## What you will do
Every line in the records below between the one holding "Target: girl's hand" and the one holding "Return one point per instance of the white flower, each", inclusive, is to be set down exactly; all other lines are to be left out.

## Source records
_ _ _ _ _

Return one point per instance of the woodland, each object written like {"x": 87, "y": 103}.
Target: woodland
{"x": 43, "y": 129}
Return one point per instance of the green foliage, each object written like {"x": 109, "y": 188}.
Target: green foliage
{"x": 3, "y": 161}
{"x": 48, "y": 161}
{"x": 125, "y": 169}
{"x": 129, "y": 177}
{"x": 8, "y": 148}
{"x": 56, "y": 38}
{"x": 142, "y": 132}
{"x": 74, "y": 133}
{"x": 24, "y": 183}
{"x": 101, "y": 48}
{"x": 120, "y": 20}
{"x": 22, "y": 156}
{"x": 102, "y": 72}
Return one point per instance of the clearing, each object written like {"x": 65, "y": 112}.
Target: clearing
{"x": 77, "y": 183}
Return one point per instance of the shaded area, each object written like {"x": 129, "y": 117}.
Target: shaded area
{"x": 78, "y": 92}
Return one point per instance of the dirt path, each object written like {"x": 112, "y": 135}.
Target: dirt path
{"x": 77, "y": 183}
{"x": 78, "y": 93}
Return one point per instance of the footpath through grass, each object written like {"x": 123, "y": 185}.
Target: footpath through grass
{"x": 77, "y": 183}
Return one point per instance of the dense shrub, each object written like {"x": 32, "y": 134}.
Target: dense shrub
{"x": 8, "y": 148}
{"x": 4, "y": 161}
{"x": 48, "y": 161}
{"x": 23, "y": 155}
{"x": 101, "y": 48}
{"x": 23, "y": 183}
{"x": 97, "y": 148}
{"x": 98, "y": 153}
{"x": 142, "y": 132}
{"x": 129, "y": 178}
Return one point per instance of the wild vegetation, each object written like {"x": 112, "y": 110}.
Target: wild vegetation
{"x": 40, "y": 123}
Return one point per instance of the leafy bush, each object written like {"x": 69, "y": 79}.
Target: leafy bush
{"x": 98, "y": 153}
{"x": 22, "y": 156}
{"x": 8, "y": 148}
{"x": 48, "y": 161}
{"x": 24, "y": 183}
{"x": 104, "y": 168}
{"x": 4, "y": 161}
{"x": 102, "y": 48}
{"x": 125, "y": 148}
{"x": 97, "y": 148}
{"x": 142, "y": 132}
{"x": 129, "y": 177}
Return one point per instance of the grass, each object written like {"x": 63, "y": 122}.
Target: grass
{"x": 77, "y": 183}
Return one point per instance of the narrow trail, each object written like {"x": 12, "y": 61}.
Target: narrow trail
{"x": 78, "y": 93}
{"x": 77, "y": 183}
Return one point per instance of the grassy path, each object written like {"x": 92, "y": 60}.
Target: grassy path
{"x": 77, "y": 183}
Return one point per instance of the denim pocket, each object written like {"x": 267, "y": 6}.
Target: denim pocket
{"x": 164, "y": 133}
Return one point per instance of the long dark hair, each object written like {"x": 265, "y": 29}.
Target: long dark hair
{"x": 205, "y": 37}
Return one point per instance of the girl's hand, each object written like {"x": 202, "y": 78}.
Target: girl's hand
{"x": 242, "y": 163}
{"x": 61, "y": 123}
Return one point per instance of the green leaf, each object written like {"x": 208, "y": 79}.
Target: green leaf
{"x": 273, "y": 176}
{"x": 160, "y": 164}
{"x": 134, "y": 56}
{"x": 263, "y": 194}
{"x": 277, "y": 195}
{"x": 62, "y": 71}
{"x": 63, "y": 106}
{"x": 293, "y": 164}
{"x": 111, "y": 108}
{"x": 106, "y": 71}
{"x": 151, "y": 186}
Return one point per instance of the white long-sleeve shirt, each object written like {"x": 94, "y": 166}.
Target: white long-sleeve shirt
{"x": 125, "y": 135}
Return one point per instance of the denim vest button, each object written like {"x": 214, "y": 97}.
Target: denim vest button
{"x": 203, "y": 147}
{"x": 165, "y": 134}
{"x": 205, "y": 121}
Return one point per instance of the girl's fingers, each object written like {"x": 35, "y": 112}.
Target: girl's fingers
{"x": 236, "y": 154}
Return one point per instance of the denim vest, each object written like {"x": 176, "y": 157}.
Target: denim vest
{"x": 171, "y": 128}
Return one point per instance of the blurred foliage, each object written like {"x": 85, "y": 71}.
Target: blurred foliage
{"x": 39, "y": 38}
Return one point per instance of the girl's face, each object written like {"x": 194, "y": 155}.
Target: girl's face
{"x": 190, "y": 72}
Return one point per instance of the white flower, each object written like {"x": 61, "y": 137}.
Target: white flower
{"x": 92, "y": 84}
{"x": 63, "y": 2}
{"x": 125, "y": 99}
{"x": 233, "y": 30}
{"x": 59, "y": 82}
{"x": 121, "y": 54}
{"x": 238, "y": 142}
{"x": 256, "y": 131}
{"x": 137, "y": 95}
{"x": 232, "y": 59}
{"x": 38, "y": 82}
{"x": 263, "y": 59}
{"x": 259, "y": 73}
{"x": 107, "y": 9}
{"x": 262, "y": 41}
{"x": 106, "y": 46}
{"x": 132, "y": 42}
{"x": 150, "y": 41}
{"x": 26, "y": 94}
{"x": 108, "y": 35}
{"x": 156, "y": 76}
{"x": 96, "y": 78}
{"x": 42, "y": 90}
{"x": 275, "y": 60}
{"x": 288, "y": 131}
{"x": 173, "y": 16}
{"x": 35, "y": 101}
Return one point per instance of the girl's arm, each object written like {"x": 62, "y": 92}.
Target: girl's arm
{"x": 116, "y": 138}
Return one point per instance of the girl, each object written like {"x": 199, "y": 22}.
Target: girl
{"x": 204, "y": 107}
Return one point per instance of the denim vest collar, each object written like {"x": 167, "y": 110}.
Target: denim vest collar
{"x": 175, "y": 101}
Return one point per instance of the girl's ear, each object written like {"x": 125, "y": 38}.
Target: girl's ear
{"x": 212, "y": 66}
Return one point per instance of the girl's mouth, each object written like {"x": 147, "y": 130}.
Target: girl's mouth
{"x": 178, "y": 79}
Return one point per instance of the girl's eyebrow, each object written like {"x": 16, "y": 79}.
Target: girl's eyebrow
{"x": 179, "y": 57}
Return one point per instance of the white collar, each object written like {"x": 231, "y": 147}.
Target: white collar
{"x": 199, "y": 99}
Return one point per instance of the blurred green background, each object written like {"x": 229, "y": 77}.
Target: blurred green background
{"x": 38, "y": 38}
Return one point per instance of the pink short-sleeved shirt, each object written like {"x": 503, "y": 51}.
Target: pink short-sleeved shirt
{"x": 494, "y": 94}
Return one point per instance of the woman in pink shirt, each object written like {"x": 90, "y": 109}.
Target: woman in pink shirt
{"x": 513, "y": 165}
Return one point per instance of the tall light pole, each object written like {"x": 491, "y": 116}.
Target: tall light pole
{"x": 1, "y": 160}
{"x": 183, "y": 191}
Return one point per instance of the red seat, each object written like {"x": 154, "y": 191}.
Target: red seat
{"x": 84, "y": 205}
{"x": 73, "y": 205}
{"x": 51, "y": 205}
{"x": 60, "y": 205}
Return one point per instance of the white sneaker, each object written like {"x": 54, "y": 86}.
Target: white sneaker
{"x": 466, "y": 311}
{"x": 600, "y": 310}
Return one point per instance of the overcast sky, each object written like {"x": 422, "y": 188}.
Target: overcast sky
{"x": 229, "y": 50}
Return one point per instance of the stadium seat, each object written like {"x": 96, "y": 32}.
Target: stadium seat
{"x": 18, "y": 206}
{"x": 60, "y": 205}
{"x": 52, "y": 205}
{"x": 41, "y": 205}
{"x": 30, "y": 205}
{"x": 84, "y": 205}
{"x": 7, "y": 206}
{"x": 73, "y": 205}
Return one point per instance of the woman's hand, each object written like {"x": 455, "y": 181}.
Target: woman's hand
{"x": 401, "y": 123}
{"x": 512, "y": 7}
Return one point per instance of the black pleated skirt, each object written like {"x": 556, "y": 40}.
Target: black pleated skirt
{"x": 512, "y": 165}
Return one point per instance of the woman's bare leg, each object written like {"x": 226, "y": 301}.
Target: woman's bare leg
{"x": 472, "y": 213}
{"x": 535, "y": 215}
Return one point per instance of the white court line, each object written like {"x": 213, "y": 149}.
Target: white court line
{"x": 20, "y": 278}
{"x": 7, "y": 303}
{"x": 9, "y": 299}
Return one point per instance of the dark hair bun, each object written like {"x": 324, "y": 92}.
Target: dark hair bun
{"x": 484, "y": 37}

_ _ _ _ _

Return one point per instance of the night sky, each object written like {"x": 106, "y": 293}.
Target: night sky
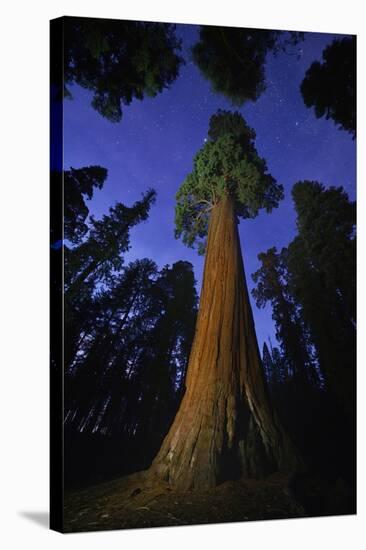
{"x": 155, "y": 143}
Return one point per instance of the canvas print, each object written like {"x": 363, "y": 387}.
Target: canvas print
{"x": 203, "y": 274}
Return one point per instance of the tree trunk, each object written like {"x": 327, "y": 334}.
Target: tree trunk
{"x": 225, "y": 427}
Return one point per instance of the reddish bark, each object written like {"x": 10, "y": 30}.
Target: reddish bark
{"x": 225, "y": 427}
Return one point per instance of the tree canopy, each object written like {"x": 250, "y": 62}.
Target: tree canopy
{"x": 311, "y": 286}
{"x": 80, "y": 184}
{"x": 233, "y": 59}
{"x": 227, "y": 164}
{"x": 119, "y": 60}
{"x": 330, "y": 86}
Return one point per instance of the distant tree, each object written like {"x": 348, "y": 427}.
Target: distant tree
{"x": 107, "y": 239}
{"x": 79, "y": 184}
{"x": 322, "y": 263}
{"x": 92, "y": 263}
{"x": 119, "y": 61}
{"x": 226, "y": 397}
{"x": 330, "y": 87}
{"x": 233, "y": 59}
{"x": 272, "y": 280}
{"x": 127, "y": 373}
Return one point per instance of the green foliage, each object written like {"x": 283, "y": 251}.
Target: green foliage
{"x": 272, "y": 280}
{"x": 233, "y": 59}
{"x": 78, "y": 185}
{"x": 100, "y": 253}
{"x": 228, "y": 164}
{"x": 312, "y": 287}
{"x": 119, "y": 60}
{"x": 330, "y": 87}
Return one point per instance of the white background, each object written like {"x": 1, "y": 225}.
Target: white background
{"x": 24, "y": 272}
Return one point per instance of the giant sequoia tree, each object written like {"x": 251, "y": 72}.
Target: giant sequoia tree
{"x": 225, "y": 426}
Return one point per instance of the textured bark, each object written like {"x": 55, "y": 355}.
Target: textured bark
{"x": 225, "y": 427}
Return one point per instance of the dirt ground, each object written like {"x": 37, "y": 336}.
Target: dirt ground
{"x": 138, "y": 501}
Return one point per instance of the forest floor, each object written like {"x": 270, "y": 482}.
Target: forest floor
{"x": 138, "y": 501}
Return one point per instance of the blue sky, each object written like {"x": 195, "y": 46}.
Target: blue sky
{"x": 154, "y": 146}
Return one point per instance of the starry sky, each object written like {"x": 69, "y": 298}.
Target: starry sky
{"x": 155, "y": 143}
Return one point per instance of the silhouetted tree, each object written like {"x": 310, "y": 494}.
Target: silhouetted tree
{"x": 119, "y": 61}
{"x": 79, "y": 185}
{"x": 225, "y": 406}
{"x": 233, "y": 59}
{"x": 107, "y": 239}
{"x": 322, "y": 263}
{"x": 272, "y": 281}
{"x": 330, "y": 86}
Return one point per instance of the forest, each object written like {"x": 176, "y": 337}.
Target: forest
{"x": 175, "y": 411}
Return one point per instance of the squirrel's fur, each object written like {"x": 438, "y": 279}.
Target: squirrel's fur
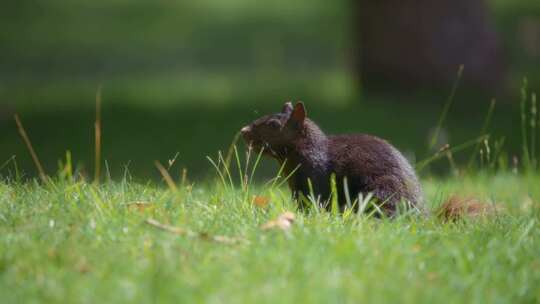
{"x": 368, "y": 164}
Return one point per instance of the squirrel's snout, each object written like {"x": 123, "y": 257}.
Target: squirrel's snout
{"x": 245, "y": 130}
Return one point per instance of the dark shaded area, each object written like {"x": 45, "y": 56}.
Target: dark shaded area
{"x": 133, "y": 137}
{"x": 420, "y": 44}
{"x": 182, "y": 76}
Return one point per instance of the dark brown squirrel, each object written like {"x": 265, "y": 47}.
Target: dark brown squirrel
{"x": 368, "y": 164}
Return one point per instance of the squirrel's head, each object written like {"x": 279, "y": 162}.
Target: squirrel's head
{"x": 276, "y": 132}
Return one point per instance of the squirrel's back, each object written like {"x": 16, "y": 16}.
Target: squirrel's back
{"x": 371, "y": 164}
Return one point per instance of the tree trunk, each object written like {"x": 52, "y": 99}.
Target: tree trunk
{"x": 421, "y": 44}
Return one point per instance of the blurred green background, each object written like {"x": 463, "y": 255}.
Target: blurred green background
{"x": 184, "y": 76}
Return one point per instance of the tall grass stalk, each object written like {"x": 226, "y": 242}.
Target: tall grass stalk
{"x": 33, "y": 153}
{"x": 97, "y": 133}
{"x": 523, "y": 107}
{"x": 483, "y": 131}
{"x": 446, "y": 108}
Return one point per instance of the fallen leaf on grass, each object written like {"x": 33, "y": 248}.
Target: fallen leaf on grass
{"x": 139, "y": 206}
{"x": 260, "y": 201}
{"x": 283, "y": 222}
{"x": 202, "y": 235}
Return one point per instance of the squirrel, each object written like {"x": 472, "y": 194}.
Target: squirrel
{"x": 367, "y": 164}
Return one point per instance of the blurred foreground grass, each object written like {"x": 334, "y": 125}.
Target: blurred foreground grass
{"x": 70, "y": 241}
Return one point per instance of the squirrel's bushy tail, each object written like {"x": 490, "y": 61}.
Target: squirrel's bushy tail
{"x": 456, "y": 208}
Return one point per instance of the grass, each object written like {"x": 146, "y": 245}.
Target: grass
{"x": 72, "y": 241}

_ _ _ _ _

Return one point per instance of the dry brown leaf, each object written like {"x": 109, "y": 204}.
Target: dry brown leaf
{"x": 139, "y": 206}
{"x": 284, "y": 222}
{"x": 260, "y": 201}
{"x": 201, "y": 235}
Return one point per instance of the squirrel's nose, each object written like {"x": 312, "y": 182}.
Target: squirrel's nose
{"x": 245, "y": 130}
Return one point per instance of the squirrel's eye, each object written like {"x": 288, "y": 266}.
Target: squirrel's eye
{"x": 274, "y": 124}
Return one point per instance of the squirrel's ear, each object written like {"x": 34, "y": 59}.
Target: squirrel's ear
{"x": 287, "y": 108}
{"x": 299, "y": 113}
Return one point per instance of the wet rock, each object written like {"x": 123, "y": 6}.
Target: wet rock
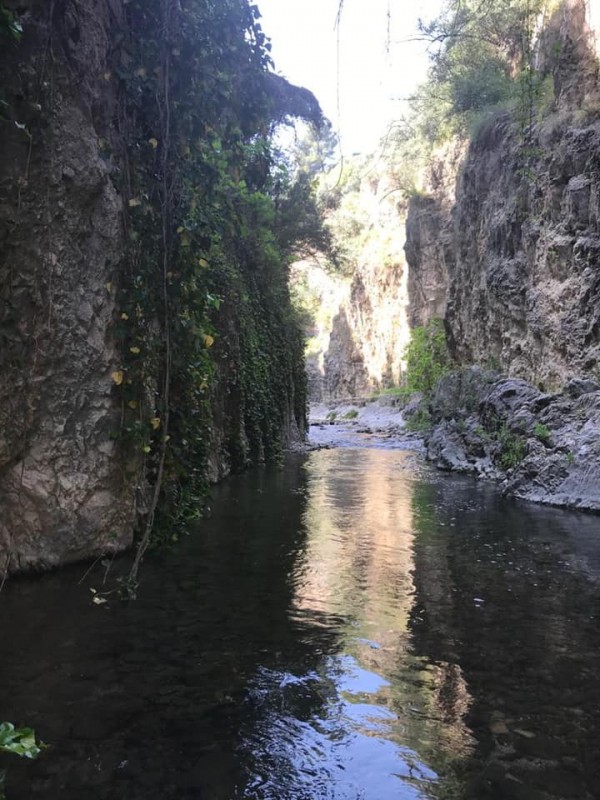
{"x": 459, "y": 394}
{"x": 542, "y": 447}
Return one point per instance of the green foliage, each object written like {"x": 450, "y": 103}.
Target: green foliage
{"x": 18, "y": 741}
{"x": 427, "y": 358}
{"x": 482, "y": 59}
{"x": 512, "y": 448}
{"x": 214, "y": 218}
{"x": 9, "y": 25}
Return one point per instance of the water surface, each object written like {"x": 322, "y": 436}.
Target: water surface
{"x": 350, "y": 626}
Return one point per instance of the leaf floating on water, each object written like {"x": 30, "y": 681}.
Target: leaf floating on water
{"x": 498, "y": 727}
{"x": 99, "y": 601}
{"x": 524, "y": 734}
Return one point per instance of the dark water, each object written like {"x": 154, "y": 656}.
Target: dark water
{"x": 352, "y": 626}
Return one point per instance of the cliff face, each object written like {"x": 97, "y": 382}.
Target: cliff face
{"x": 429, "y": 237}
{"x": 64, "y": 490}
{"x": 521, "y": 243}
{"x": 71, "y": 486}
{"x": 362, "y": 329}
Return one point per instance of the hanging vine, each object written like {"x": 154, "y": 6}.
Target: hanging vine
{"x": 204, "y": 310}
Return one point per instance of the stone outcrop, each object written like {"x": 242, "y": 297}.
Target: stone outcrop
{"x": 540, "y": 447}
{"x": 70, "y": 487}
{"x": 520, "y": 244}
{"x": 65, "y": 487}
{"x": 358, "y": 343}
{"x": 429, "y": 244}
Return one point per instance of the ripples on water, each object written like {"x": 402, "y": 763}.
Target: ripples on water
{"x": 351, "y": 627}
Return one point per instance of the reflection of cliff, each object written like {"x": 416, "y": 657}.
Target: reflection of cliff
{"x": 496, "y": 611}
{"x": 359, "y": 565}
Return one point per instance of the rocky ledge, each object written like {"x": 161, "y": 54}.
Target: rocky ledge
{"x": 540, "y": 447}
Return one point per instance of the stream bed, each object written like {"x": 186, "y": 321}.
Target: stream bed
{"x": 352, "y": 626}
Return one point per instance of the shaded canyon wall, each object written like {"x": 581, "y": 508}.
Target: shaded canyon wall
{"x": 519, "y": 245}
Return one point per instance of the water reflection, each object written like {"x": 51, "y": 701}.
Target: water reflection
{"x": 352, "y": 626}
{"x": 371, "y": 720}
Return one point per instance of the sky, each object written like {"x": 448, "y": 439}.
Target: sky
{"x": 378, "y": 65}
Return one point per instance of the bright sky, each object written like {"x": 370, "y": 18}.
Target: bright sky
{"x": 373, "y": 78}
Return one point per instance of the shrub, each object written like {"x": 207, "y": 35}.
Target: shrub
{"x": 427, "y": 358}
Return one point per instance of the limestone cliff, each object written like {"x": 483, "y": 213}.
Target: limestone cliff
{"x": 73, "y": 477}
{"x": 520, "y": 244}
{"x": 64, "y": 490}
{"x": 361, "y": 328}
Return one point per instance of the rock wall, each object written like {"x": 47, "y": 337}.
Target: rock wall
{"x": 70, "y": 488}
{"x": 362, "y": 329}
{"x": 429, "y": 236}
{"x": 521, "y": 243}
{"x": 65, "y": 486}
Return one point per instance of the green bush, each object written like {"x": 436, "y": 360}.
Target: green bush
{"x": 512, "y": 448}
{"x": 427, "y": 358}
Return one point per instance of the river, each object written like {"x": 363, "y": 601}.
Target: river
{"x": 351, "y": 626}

_ _ _ _ _

## Solved exercise
Target: girl's hand
{"x": 242, "y": 163}
{"x": 61, "y": 123}
Return one point per instance of the green leaf, each object written like {"x": 208, "y": 79}.
Target: green leaf
{"x": 273, "y": 176}
{"x": 160, "y": 164}
{"x": 134, "y": 56}
{"x": 263, "y": 194}
{"x": 277, "y": 195}
{"x": 62, "y": 71}
{"x": 63, "y": 106}
{"x": 293, "y": 164}
{"x": 111, "y": 108}
{"x": 106, "y": 71}
{"x": 151, "y": 186}
Return one point per instance of the white long-sleeve shirt, each object written like {"x": 94, "y": 166}.
Target: white long-sleeve shirt
{"x": 125, "y": 135}
Return one point per instance of the denim vest button, each object written like {"x": 214, "y": 97}.
Target: denim vest button
{"x": 203, "y": 147}
{"x": 165, "y": 134}
{"x": 205, "y": 121}
Return one point per instance of the girl's fingers, each object written like {"x": 35, "y": 112}.
Target: girl's fingers
{"x": 236, "y": 154}
Return one point per instance of the denim vest, each object written like {"x": 176, "y": 157}.
Target: denim vest
{"x": 171, "y": 128}
Return one point per instance of the blurred foliage, each object written like {"x": 85, "y": 71}.
Target: blurred foliage
{"x": 39, "y": 38}
Return one point per instance of the girl's face, each object written like {"x": 194, "y": 155}.
Target: girl's face
{"x": 190, "y": 72}
Return one point per instance of the white flower, each object written like {"x": 61, "y": 137}.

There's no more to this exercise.